── BRANO RIPORTATO ──

Il Paul Rudd della nuova saga di Ghostbusters e la Jenna Ortega, che nei prossimi tornerà su Netflix con la seconda stagione di Mercoledì, sono padre e figlia in Death of a Unicorn, commedia horror di casa A24 prodotta nientemeno che da uno dei nomi di punta della corrente dell’elevated horror: Ari Aster.
Il film, opera prima di Alex Scharfman, non riprende certo le aspirazioni alte ed estremamente autoriali del suo producer; l’intento del lungometraggio è più quello di mettere sul fuoco un singolare calderone in cui mescolare una commedia con personaggi caricaturali con elementi da storia fantasy-horror; mostri mitologici che fanno bella mostra di sé quando vengono mostrati attraverso effetti prostetici, ma risultano posticci e poco convincenti quando sono realizzati in grafica; momenti splatter esplosivi a una struttura da film d’assedio; senza dimenticare un importante gancio alla tradizione mitologica/folklorica. Quel che viene fuori dal minestrone di Scharfman non va sempre a segno, ma ha qualche freccia non spuntata al suo arco, a cominciare proprio dai momenti in cui l’alchimia e l’alternanza tra Generi e sottoGeneri risuona armonicamente.

───
── ELENCO DATI ──

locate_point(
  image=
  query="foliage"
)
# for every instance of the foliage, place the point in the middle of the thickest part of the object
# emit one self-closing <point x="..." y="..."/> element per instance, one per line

───
── ELENCO DATI ──

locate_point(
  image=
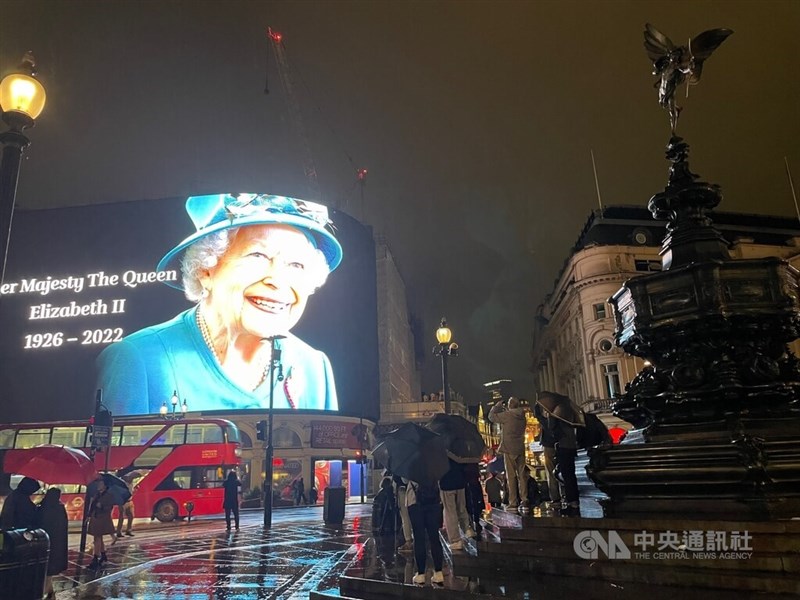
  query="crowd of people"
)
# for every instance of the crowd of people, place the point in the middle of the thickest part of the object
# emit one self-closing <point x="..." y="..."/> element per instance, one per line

───
── ELENCO DATI ──

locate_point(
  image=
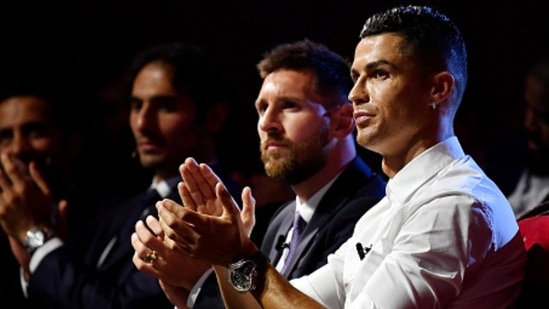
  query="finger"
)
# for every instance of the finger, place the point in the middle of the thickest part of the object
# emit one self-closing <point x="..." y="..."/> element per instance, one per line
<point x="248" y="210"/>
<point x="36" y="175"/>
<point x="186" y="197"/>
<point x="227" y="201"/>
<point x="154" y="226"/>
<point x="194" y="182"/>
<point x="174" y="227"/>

───

• CONSEGNE:
1 > Stabilisci se ciascuna affermazione concorda con il brano su Death of a Unicorn, rispondendo sì o no e citando alla lettera le parole del brano che lo decidono. (a) Il film è l'opera prima di Alex Scharfman. (b) Ari Aster è il regista del film. (c) I mostri realizzati in grafica risultano convincenti.
2 > Ripeti il brano su Death of a Unicorn da "Il film, opera" a "sottoGeneri risuona armonicamente.".
I record provengono da un'altra fonte.

• RISPOSTE COMPLETE:
1 >
(a) Sì: «opera prima di Alex Scharfman».
(b) No: «prodotta nientemeno che da uno dei nomi di punta della corrente dell’elevated horror: Ari Aster».
(c) No: «risultano posticci e poco convincenti quando sono realizzati in grafica».

2 >
Il film, opera prima di Alex Scharfman, non riprende certo le aspirazioni alte ed estremamente autoriali del suo producer; l’intento del lungometraggio è più quello di mettere sul fuoco un singolare calderone in cui mescolare una commedia con personaggi caricaturali con elementi da storia fantasy-horror; mostri mitologici che fanno bella mostra di sé quando vengono mostrati attraverso effetti prostetici, ma risultano posticci e poco convincenti quando sono realizzati in grafica; momenti splatter esplosivi a una struttura da film d’assedio; senza dimenticare un importante gancio alla tradizione mitologica/folklorica. Quel che viene fuori dal minestrone di Scharfman non va sempre a segno, ma ha qualche freccia non spuntata al suo arco, a cominciare proprio dai momenti in cui l’alchimia e l’alternanza tra Generi e sottoGeneri risuona armonicamente.